Text segment:

= = = =

You'll likely want to have vegetables as well. It doesn't take a lot of space to grow the things you eat and it will definitely taste better than what's in the store. The garden doesn't have to be a huge rectangle all in one spot. In fact, I would argue that it is better to have a number of small raised beds, particularly if you need to bring in the richer dirt to feed those plants. Raised beds make it easier to reach the plants, and easier to contain the dirt from erosion and other plants from getting in them. On the other hand, it can reduce accessibility to mechanical tillers and tractors.
Coming back to the framing project, you can supplement the summer gardening with a greenhouse. This can help give you some fresh vegetables, despite the snow. If you are a little innovative, this is far less expensive as well as easier than you might other wise think. Take a look at the solar calculator and build your walls at a winter sun angle, remembering that the colder it gets, the more direct sun you want, and buy some used patio doors to provide that double paned passive solar system. The roofing doesn't really need to be clear though it doesn't hurt, but the non-southern walls probably shouldn't be. It's better to have those insulated.
Adding to the greenhouse concept, aquaponics is an interesting concept to be explored. The premise is that fish waste becomes the natural fertilizer, while the cycle of getting it there also provides the water needed. The plants keep the water clean by filtering out the natural fertilizer before the water is returned to the fish in what is basically a micro ecosystem. Of course the fish reproduce, so you'll also need to eat some, or they'll overpopulate. The questions become how to contain the water, and how to move the water, and what kind of fish.

= = = =

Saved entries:
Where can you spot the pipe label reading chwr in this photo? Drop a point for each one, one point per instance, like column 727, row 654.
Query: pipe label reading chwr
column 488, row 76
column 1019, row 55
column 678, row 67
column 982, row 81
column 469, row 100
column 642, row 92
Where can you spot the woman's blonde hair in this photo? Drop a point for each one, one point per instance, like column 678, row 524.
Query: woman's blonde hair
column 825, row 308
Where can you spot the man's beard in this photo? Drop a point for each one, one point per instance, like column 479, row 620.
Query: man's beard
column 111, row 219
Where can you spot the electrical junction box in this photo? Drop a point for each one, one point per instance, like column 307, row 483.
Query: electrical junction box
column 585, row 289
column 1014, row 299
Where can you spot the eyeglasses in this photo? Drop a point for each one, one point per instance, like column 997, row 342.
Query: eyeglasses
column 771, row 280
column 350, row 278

= = = =

Brief 1:
Turn the paragraph of the gardening text that begins "Adding to the greenhouse concept" into a short bulleted list, keeping its main facts.
Brief 2:
Pull out the part of the gardening text starting at "Adding to the" and ending at "kind of fish.", copied word for word.
Brief 3:
Write what comes next in the gardening text, picking up after its last sentence.
The listing has no connection to the gardening text.

Final answer 1:
- Aquaponics can be added to a greenhouse.
- Fish waste serves as natural fertilizer, and moving it to the plants also supplies their water.
- The plants filter out the fertilizer and clean the water before it goes back to the fish, forming a micro ecosystem.
- The fish reproduce, so some must be eaten to keep them from overpopulating.
- Open questions: how to contain the water, how to move it, and which fish to use.

Final answer 2:
Adding to the greenhouse concept, aquaponics is an interesting concept to be explored. The premise is that fish waste becomes the natural fertilizer, while the cycle of getting it there also provides the water needed. The plants keep the water clean by filtering out the natural fertilizer before the water is returned to the fish in what is basically a micro ecosystem. Of course the fish reproduce, so you'll also need to eat some, or they'll overpopulate. The questions become how to contain the water, and how to move the water, and what kind of fish.

Final answer 3:
For my money, I say catfish. They're low maintenance and tasty. They can live without you warming the water in winter. To build their habitat, you could buy a pond liner and dig out a hole for it, or find a discarded above ground pool or jacuzzi. These are far more readily available than you might think. Sometimes, buying new is not the best option. I have more to learn on this detail, but I suspect that in time, I'll have this one figured out to a degree that the fish have their own ecosystem to feed on, and plan to look at using the differences in elevation as the primary means of water flow. And I already know this will add the liklihood of an occasion meal of frog legs.
To supplement nature's supply of meat, you might consider a small chicken coop, along with a few other farm animals. Again, research is your friend. You'll need to know not only what they eat, but how much room they need, to feed themselves or where it needs to be supplemented. It doesn't take much of any of them, to give you enough milk and eggs for a family of four, as well as your annual meat intake and a good variety of food. I'm not a fan of goat meat, but I do like the concept of using them as a lawnmower, and selling them to those that do like to eat them.
While this is a broad stroke, generalized concept of how to avoid grocery bills, over the months and years, I'll develop these into more specific, specialized subject articles.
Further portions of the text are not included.